Instructions to follow
Each entry below must be repeated exactly. Leave the pictures out of it.

Available records
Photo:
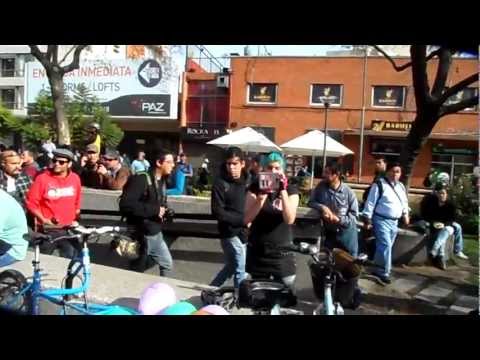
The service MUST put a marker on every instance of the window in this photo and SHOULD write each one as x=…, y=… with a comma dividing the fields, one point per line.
x=463, y=95
x=261, y=93
x=320, y=93
x=454, y=162
x=8, y=98
x=7, y=67
x=388, y=96
x=390, y=148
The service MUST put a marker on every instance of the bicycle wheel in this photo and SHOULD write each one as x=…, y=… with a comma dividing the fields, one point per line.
x=11, y=283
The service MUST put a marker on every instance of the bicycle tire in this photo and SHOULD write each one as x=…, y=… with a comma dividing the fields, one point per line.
x=11, y=283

The answer
Photo:
The service MUST put a marker on every instance of the window in this photo and SHOULD write each one as x=…, y=… with a comma dividing the fields, one point per line.
x=463, y=95
x=261, y=93
x=320, y=93
x=454, y=162
x=8, y=98
x=7, y=67
x=388, y=96
x=390, y=148
The service MUST put a marker on every instance of the bicycle wheel in this photo and SHOULD write each one as x=…, y=… with a comma dividing the fields, one point per line.
x=11, y=283
The service MUST put a marker on every instance of the bicycle tire in this photo and SHOULD write each one as x=…, y=… with a comma dividing the fields, one point per line.
x=11, y=283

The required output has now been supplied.